文書本文 |
----

野谷文昭・訳。原題は "Cronica de una muerte anunciada"。
俺がガルシア = マルケスに興味を持ったのは、彼がノーベル文学賞を受賞したからではなく、他ならぬ筒井康隆がいつも激賞しているからである。そのくせ、これまで読んだことがないというのだからヒドい話だ。
言い訳を書くならば——『筒井康隆の文芸時評』などを読むと実感できるが、困ったことに、筒井の書評はわかりやすい上にメチャクチャ面白く、原作を読まずとも理解した気にさせられる、それどころか、ひょっとしたら原作はこの書評よりもつまらないのではないかとすら思ってしまう、という部分がある。実際に、筒井が書評をした本を読んだことは少ない。また、俺が海外作品をあまり積極的に手に取らないという個人的な悪習もある。
ともかく今回、元部長氏から本書を頂戴する僥倖に恵まれ、むさぼるように読んだ。そして後悔した。何でこれまで読まなかったのか。アホか。
以下、本書の内容にかなり踏み込む形で長い感想を述べる。元部長氏の書評・その 1 とその 2 はリンクを参照。
本書は五部構成であり、小説の舞台となる短い時間が、極めて効果的に分解・再構築されている。文体は濃密で、ディティールは緊密だ。以下、簡単にあらすじを確認しておく。
「わたし」の実家がある田舎町に現れた得体の知れぬ金持ち、バヤルド・サン・ロマン。彼は洗練された身のこなしと強引な性格を合わせ持つが、町の人々からは概ね好意的に受け入れられる。そして彼は、古風な家に生まれ育ったアンヘラ・ビカリオと婚約し、数ヶ月後には祝儀を挙げる。しかし初夜の際、処女でないことが明らかになったアンヘラ・ビカリオは、結婚式の僅か数時間後に、バヤルド・サン・ロマンによって実家に戻される。アンヘラ・ビカリオは、処女を奪った相手が「わたし」の友人であるサンティアゴ・ナサールであると家族に告白する。パブロ・ビカリオとペドロ・ビカリオの双子の兄弟は、妹の名誉を回復するためにサンティアゴ・ナサールを殺害する。
——筋にするとこれだけである。タイトルにもある「予告された殺人」は、ビカリオ兄弟が、サンティアゴ・ナサールを殺すつもりであることを町中に喧伝していたことに由来する。

----

作業指示 |
• a. 上の感想文を2文で要約せよ。
• b. 上の感想文のうち、「ともかく今回、元部長氏から本」から「ィアゴ・ナサールを殺害する。」までの範囲を一字一句変えずに引用せよ。

提供された行 |
----

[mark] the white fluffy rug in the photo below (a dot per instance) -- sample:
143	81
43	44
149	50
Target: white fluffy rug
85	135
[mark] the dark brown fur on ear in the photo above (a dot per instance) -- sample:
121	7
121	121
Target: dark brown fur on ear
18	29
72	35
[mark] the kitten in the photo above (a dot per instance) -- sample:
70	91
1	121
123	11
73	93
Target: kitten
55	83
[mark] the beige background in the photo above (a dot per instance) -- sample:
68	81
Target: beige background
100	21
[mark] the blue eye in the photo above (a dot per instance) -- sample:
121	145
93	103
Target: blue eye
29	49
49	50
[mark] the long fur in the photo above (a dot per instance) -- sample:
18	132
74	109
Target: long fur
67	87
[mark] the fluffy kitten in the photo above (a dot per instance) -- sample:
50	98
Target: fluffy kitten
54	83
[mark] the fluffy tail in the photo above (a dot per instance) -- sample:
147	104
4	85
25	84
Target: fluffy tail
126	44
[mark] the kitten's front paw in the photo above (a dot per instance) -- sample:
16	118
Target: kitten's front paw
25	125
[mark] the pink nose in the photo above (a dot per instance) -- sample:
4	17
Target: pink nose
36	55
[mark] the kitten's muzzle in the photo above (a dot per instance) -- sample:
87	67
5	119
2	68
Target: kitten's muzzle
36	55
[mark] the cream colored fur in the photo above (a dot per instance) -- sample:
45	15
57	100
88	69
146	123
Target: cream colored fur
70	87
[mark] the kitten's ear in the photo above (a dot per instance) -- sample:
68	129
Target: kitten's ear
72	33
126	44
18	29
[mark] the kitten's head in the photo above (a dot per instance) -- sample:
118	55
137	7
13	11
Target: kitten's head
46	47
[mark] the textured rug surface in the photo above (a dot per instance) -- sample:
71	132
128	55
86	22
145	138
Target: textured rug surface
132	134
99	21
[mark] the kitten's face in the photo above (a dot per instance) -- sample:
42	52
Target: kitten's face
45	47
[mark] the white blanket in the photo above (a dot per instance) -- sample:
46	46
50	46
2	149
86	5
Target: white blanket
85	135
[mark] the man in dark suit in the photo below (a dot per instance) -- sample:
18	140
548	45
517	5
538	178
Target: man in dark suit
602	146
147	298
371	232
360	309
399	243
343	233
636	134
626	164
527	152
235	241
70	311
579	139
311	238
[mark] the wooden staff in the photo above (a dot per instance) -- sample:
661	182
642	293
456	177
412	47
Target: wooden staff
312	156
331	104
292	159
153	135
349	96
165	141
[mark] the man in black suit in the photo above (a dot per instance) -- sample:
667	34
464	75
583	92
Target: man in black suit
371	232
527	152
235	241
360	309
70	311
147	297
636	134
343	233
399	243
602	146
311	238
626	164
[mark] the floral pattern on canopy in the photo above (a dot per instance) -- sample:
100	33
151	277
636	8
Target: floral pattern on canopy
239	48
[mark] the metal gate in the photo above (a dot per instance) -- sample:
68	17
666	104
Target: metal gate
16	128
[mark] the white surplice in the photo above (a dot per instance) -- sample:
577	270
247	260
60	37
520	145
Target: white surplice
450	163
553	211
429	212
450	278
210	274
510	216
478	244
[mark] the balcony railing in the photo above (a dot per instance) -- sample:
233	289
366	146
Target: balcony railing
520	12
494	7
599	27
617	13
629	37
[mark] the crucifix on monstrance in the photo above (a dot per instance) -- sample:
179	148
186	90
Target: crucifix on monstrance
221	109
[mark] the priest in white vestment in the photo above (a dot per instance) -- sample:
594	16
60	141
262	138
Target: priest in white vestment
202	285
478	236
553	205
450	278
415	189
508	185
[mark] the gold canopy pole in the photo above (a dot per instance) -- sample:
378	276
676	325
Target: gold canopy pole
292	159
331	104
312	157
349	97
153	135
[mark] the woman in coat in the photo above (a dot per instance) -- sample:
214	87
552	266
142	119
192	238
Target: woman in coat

----

回答 |
• a. 筆者は筒井康隆の激賞をきっかけにガルシア＝マルケスに興味を持ちながら未読だったが、元部長氏から本書を頂戴して読み、これまで読まなかったことを後悔した。本書は五部構成で、アンヘラ・ビカリオの告白を受けた双子の兄弟が妹の名誉を回復するためにサンティアゴ・ナサールを殺害する筋であり、題名の「予告された殺人」は兄弟が殺意を町中に喧伝していたことに由来する。

• b.
ともかく今回、元部長氏から本書を頂戴する僥倖に恵まれ、むさぼるように読んだ。そして後悔した。何でこれまで読まなかったのか。アホか。
以下、本書の内容にかなり踏み込む形で長い感想を述べる。元部長氏の書評・その 1 とその 2 はリンクを参照。
本書は五部構成であり、小説の舞台となる短い時間が、極めて効果的に分解・再構築されている。文体は濃密で、ディティールは緊密だ。以下、簡単にあらすじを確認しておく。
「わたし」の実家がある田舎町に現れた得体の知れぬ金持ち、バヤルド・サン・ロマン。彼は洗練された身のこなしと強引な性格を合わせ持つが、町の人々からは概ね好意的に受け入れられる。そして彼は、古風な家に生まれ育ったアンヘラ・ビカリオと婚約し、数ヶ月後には祝儀を挙げる。しかし初夜の際、処女でないことが明らかになったアンヘラ・ビカリオは、結婚式の僅か数時間後に、バヤルド・サン・ロマンによって実家に戻される。アンヘラ・ビカリオは、処女を奪った相手が「わたし」の友人であるサンティアゴ・ナサールであると家族に告白する。パブロ・ビカリオとペドロ・ビカリオの双子の兄弟は、妹の名誉を回復するためにサンティアゴ・ナサールを殺害する。